• Task to carry out: Please give the data below again in full, exactly as it stands.
-.-.-
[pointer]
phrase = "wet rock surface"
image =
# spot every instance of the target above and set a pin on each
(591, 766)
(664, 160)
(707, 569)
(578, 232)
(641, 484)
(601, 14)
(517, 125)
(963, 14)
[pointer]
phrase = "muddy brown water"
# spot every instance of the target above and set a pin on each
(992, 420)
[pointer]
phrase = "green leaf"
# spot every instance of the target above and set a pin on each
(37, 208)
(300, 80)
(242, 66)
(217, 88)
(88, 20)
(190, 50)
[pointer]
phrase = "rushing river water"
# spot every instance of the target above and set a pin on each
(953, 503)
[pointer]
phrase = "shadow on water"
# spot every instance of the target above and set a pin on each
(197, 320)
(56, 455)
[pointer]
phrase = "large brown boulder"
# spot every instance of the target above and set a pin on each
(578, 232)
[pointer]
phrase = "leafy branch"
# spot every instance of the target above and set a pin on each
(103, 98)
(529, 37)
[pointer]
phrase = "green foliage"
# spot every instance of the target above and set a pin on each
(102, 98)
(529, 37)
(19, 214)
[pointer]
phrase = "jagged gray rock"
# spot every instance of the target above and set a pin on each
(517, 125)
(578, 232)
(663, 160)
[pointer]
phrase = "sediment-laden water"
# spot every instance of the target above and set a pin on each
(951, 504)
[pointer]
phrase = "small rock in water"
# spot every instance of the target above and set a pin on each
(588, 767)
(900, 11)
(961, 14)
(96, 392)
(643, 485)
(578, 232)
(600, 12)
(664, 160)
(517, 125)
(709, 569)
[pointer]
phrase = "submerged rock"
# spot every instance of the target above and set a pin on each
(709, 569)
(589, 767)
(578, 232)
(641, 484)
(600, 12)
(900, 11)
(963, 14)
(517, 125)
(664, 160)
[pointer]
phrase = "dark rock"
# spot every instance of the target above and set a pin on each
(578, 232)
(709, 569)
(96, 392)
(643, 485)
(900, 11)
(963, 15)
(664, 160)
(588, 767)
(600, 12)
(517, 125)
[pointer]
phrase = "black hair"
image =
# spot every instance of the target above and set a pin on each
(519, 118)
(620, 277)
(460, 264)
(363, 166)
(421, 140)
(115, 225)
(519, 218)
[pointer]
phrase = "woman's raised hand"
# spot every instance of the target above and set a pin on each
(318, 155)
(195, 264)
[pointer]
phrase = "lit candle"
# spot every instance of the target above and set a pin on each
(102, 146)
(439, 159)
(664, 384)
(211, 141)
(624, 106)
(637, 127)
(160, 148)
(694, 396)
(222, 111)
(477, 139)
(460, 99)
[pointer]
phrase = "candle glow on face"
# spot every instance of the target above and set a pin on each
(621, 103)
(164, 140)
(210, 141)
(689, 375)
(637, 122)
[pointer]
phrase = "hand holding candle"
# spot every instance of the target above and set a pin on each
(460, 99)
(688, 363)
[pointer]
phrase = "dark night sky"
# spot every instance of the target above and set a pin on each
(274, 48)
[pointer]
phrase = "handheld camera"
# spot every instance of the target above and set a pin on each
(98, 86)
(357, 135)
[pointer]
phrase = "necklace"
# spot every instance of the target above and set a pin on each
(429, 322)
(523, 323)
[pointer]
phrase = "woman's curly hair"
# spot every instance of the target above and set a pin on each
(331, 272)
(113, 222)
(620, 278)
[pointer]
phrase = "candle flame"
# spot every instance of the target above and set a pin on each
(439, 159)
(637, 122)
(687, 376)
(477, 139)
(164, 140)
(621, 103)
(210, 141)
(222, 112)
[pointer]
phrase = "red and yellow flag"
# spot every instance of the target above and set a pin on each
-.-.-
• Solution to this problem:
[pointer]
phrase = "wet rock surface"
image =
# spot every instance of the target above and set a pin on each
(591, 766)
(664, 160)
(707, 569)
(578, 232)
(641, 484)
(601, 14)
(517, 125)
(963, 14)
[pointer]
phrase = "muddy brown water"
# spot every instance of the target above and set a pin on each
(992, 420)
[pointer]
phrase = "green leaf"
# spot every instance of the target above and set a pin on each
(37, 208)
(300, 80)
(242, 66)
(217, 88)
(88, 20)
(190, 50)
[pointer]
phrase = "rushing river water"
# spot every instance of the target above and set a pin on each
(953, 503)
[pointer]
phrase = "shadow on water"
# spot every instance of the target above and set a pin on each
(197, 320)
(56, 455)
[pointer]
phrase = "large brown boulder"
# spot every instance of the target above and set a pin on each
(578, 232)
[pointer]
phrase = "leafy branch"
# spot every instance of the target above and set a pin on each
(103, 98)
(529, 37)
[pointer]
phrase = "green foliage"
# spot every instance of the target above and set a pin on each
(102, 98)
(529, 37)
(19, 214)
[pointer]
phrase = "jagged gray rock"
# spot every instance of the target above and set a pin on each
(517, 125)
(578, 232)
(663, 160)
[pointer]
phrase = "sediment-laden water"
# spot every instance of the target above and set a pin on each
(951, 504)
[pointer]
phrase = "small rock in water"
# spot every instance of the target above and set a pin on each
(588, 767)
(900, 11)
(961, 14)
(96, 392)
(643, 485)
(578, 232)
(600, 12)
(664, 160)
(517, 125)
(709, 569)
[pointer]
phrase = "submerged rock"
# spot every instance of the target above and set a pin on each
(709, 569)
(589, 767)
(578, 232)
(641, 484)
(600, 12)
(900, 11)
(963, 14)
(517, 125)
(664, 160)
[pointer]
phrase = "dark rock"
# spot every instance of the target above and set a pin on each
(578, 232)
(709, 569)
(96, 392)
(643, 485)
(900, 11)
(963, 15)
(664, 160)
(588, 767)
(600, 12)
(517, 125)
[pointer]
phrase = "black hair"
image =
# spot every instance of the target above and set a pin on each
(519, 118)
(620, 277)
(460, 264)
(363, 166)
(421, 140)
(115, 225)
(519, 218)
[pointer]
phrase = "woman's raised hand"
# spot every instance of the target above and set a pin on each
(318, 155)
(195, 264)
[pointer]
phrase = "lit candle"
# spot every instance of the target above and set a pin on each
(102, 146)
(439, 159)
(664, 384)
(211, 141)
(624, 106)
(637, 127)
(160, 148)
(694, 396)
(222, 111)
(477, 139)
(460, 99)
[pointer]
phrase = "candle glow on face"
# spot every instance of the target above and set a pin on each
(621, 103)
(164, 140)
(210, 141)
(689, 375)
(637, 122)
[pointer]
phrase = "hand holding candle"
# spot every instance of the target above and set a pin on each
(460, 99)
(688, 363)
[pointer]
phrase = "dark night sky"
# spot every instance of the target above and set a pin on each
(274, 48)
[pointer]
phrase = "handheld camera"
# spot every instance of the target above and set a pin on each
(98, 86)
(357, 135)
[pointer]
phrase = "necklace"
# spot every instance of the target above and set a pin on each
(429, 322)
(523, 323)
[pointer]
phrase = "woman's curly hair"
# spot every instance of the target above and set a pin on each
(331, 272)
(113, 222)
(620, 278)
[pointer]
phrase = "candle flame"
# spot every instance of the target above and set a pin on each
(439, 159)
(637, 122)
(687, 376)
(477, 139)
(164, 140)
(621, 103)
(210, 141)
(222, 112)
[pointer]
phrase = "red and yellow flag"
# spot every instance of the target above and set a pin on each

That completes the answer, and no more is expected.